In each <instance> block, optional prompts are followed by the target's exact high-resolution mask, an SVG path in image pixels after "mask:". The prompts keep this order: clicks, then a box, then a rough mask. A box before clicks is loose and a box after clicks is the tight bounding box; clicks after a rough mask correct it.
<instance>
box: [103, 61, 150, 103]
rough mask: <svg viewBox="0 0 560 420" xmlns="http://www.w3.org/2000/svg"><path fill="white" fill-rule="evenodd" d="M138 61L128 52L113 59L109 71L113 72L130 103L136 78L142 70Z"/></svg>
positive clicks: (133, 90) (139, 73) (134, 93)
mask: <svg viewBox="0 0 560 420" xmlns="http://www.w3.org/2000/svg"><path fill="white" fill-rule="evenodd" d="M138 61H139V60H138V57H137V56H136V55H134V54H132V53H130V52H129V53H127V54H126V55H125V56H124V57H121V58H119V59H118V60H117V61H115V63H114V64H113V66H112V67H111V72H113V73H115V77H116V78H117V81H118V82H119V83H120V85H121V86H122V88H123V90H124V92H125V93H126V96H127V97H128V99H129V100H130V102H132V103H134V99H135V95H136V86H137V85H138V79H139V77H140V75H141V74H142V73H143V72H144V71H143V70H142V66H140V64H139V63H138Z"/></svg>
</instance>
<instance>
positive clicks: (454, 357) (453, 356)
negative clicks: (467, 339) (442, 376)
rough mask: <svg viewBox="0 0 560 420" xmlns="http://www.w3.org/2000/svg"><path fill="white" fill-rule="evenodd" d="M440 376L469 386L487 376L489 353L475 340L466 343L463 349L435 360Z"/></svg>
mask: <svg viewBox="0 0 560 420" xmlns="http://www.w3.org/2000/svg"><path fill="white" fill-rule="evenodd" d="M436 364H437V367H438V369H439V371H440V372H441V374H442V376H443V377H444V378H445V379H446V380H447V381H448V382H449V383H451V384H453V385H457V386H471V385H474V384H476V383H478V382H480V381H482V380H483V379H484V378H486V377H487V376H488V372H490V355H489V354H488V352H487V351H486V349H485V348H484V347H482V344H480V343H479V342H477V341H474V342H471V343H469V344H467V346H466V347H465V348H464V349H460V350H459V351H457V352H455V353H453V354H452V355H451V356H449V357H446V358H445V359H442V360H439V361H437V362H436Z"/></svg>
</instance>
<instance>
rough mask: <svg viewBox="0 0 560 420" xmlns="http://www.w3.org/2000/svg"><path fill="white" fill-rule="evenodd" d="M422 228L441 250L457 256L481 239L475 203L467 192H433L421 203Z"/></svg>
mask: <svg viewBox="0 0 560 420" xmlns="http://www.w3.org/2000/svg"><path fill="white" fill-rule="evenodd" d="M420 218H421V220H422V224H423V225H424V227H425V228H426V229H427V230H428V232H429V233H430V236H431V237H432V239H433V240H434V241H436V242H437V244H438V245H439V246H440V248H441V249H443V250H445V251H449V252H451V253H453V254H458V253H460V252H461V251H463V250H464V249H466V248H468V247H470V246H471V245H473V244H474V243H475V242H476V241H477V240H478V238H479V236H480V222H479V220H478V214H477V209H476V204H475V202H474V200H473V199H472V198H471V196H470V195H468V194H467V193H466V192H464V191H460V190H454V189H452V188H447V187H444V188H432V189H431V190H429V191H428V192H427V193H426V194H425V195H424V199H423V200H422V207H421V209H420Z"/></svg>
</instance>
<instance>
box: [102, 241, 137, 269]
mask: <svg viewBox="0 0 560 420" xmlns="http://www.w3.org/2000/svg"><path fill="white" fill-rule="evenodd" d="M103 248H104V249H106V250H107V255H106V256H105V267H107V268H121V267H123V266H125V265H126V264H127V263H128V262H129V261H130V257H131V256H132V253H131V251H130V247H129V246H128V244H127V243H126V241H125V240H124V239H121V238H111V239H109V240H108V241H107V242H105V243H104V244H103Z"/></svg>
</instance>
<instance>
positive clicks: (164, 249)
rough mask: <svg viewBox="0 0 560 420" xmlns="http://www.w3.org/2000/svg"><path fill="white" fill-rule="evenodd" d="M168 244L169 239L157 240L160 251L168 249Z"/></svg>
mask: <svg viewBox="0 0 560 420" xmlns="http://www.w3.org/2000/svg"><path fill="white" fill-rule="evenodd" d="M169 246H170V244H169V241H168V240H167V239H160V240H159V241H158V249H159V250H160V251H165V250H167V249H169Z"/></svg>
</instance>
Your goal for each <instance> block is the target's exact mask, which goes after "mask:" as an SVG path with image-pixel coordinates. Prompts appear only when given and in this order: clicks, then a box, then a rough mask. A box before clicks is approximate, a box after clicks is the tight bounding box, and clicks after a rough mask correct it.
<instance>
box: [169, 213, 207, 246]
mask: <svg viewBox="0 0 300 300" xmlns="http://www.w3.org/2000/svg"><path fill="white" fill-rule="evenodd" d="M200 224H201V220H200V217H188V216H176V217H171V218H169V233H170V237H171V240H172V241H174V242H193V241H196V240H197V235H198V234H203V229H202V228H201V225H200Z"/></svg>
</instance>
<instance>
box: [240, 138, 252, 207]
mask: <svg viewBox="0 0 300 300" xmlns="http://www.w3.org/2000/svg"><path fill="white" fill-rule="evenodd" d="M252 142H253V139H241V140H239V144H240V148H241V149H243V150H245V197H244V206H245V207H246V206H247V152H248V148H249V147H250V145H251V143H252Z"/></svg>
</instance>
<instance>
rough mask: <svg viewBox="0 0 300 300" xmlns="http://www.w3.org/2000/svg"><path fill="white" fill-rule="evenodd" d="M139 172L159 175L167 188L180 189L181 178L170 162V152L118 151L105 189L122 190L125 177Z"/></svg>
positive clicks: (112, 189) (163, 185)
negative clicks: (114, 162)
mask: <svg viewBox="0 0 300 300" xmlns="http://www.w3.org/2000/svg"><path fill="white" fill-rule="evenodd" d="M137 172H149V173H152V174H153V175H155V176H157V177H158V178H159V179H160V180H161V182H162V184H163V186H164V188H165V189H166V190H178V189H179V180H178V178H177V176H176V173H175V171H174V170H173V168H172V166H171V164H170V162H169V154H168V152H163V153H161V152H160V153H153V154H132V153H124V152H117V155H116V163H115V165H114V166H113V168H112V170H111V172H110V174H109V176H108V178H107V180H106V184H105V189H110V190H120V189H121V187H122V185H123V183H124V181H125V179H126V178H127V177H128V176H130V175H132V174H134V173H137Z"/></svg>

[Exercise details] Repeat every record above exactly as it appears.

[Completed task]
In each <instance> block, optional prompts are followed by the target's exact high-resolution mask, an SVG path in image pixels after "mask:". The prompts keep this order: clicks, then a box, then a rough mask. A box before clicks is loose and a box after clicks is the tight bounding box; clicks after a rough mask correct it.
<instance>
box: [103, 61, 150, 103]
rough mask: <svg viewBox="0 0 560 420" xmlns="http://www.w3.org/2000/svg"><path fill="white" fill-rule="evenodd" d="M138 61L128 52L113 59L109 71L113 72L130 103L136 78L142 70Z"/></svg>
positive clicks: (133, 90) (139, 73) (134, 93)
mask: <svg viewBox="0 0 560 420" xmlns="http://www.w3.org/2000/svg"><path fill="white" fill-rule="evenodd" d="M138 61H139V60H138V57H137V56H136V55H134V54H132V53H130V52H129V53H127V54H126V55H125V56H124V57H121V58H119V59H118V60H117V61H115V63H114V64H113V66H112V67H111V72H113V73H115V77H116V78H117V81H118V82H119V83H120V85H121V86H122V88H123V90H124V92H125V93H126V96H127V97H128V99H129V100H130V102H132V103H134V99H135V95H136V86H137V85H138V79H139V77H140V75H141V74H142V73H143V72H144V71H143V70H142V66H140V64H139V63H138Z"/></svg>
</instance>
<instance>
positive clicks: (454, 357) (453, 356)
negative clicks: (467, 339) (442, 376)
rough mask: <svg viewBox="0 0 560 420" xmlns="http://www.w3.org/2000/svg"><path fill="white" fill-rule="evenodd" d="M440 376L469 386L487 376L489 353L475 340L466 343L463 349L435 360Z"/></svg>
mask: <svg viewBox="0 0 560 420" xmlns="http://www.w3.org/2000/svg"><path fill="white" fill-rule="evenodd" d="M436 364H437V367H438V369H439V371H440V372H441V374H442V376H443V377H444V378H445V379H446V380H447V381H448V382H449V383H451V384H453V385H457V386H471V385H474V384H476V383H478V382H480V381H482V380H483V379H484V378H486V377H487V376H488V372H490V355H489V354H488V352H487V351H486V349H485V348H484V347H482V344H480V343H479V342H477V341H474V342H471V343H469V344H467V346H466V347H465V348H464V349H460V350H459V351H457V352H455V353H453V354H452V355H451V356H449V357H446V358H445V359H442V360H439V361H437V362H436Z"/></svg>
</instance>
<instance>
rough mask: <svg viewBox="0 0 560 420" xmlns="http://www.w3.org/2000/svg"><path fill="white" fill-rule="evenodd" d="M422 228L441 250L457 256L481 239L475 203L467 192H433L421 203Z"/></svg>
mask: <svg viewBox="0 0 560 420" xmlns="http://www.w3.org/2000/svg"><path fill="white" fill-rule="evenodd" d="M420 218H421V220H422V224H423V225H424V227H425V228H426V229H427V230H428V232H429V233H430V236H431V237H432V239H433V240H434V241H436V242H437V244H438V245H439V246H440V248H441V249H443V250H445V251H449V252H451V253H453V254H458V253H460V252H461V251H463V250H464V249H466V248H468V247H470V246H471V245H473V244H474V243H475V242H476V241H477V240H478V238H479V236H480V222H479V220H478V214H477V209H476V204H475V202H474V200H473V199H472V198H471V196H470V195H468V194H467V193H466V192H464V191H460V190H454V189H452V188H447V187H444V188H432V189H431V190H429V191H428V192H427V193H426V194H425V195H424V199H423V200H422V207H421V209H420Z"/></svg>
</instance>
<instance>
box: [102, 241, 137, 269]
mask: <svg viewBox="0 0 560 420" xmlns="http://www.w3.org/2000/svg"><path fill="white" fill-rule="evenodd" d="M103 248H104V249H106V250H107V255H106V256H105V267H107V268H121V267H123V266H125V265H126V264H127V263H128V262H129V261H130V257H131V256H132V253H131V251H130V247H129V246H128V244H127V243H126V241H125V240H124V239H121V238H111V239H109V240H108V241H107V242H105V243H104V244H103Z"/></svg>
</instance>
<instance>
positive clicks: (164, 249)
rough mask: <svg viewBox="0 0 560 420" xmlns="http://www.w3.org/2000/svg"><path fill="white" fill-rule="evenodd" d="M168 244L169 239L157 240L160 251L168 249Z"/></svg>
mask: <svg viewBox="0 0 560 420" xmlns="http://www.w3.org/2000/svg"><path fill="white" fill-rule="evenodd" d="M169 246H170V244H169V241H168V240H167V239H160V240H159V241H158V249H159V250H160V251H165V250H167V249H169Z"/></svg>
</instance>
Your goal for each <instance> block is the target's exact mask, which goes after "mask:" as an SVG path with image-pixel coordinates. Prompts appear only when given and in this order: clicks, then a box, then a rough mask. A box before clicks is approximate, a box after clicks is the tight bounding box, and clicks after a rough mask correct it.
<instance>
box: [169, 213, 207, 246]
mask: <svg viewBox="0 0 300 300" xmlns="http://www.w3.org/2000/svg"><path fill="white" fill-rule="evenodd" d="M200 224H201V220H200V217H188V216H176V217H171V218H169V233H170V237H171V240H172V241H174V242H193V241H196V240H197V235H198V234H203V229H202V228H201V225H200Z"/></svg>
</instance>
<instance>
box: [240, 138, 252, 207]
mask: <svg viewBox="0 0 300 300" xmlns="http://www.w3.org/2000/svg"><path fill="white" fill-rule="evenodd" d="M252 142H253V139H241V140H239V144H240V148H241V149H243V150H245V197H244V206H245V207H246V206H247V152H248V148H249V147H250V145H251V143H252Z"/></svg>
</instance>
<instance>
rough mask: <svg viewBox="0 0 300 300" xmlns="http://www.w3.org/2000/svg"><path fill="white" fill-rule="evenodd" d="M139 172L159 175L167 188L180 189L181 178L170 162V152L118 151L105 189L122 190L125 177Z"/></svg>
positive clicks: (112, 189) (163, 185)
negative clicks: (114, 162)
mask: <svg viewBox="0 0 300 300" xmlns="http://www.w3.org/2000/svg"><path fill="white" fill-rule="evenodd" d="M137 172H149V173H152V174H153V175H155V176H157V177H158V178H159V179H160V180H161V182H162V184H163V186H164V188H165V189H166V190H178V189H179V180H178V178H177V176H176V173H175V171H174V170H173V168H172V166H171V164H170V162H169V154H168V152H163V153H161V152H160V153H153V154H132V153H124V152H117V155H116V163H115V165H114V166H113V168H112V170H111V172H110V174H109V176H108V178H107V180H106V184H105V189H110V190H120V189H121V187H122V185H123V183H124V181H125V179H126V178H127V177H128V176H130V175H132V174H134V173H137Z"/></svg>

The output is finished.